> **Problem statement**
Retype the data below word for word, everything from the line containing "of the woman" down to the end of the data.
##### Records shown #####
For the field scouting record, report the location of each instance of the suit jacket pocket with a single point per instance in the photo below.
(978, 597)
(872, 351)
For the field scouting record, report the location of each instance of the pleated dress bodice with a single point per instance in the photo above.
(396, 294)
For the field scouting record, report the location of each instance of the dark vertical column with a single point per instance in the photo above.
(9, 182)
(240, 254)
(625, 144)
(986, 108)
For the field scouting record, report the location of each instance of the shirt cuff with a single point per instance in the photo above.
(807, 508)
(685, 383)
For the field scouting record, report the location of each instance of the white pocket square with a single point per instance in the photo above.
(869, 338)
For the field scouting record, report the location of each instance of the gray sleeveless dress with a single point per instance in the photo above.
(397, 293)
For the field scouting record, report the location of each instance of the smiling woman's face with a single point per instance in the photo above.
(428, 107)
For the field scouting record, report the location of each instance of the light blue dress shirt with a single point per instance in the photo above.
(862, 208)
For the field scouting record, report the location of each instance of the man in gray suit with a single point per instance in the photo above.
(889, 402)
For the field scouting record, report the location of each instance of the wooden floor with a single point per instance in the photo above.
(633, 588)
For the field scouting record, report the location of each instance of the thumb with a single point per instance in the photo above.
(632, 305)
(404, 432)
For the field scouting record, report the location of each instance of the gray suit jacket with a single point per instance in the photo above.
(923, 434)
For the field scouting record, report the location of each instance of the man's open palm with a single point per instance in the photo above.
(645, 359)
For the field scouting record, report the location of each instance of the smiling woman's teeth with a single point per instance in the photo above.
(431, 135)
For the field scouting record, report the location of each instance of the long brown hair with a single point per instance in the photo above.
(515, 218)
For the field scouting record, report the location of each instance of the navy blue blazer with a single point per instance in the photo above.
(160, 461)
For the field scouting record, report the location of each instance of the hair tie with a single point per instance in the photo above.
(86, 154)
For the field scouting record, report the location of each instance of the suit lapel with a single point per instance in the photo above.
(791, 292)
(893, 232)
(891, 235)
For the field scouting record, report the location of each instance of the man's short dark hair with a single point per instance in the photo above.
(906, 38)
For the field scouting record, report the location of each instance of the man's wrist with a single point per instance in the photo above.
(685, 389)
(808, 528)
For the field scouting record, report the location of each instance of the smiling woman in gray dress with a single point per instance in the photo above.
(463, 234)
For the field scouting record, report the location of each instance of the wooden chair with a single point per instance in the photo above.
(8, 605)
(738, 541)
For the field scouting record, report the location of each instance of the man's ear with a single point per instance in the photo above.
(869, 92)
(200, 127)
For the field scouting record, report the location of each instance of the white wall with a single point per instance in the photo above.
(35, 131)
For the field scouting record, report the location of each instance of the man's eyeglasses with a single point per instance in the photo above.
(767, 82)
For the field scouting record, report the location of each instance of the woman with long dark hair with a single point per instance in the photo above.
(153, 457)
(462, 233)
#####
> **Result**
For the field scouting record, report the location of each instance of the woman with long dark hair with a single point per instance in the photo above.
(153, 457)
(462, 233)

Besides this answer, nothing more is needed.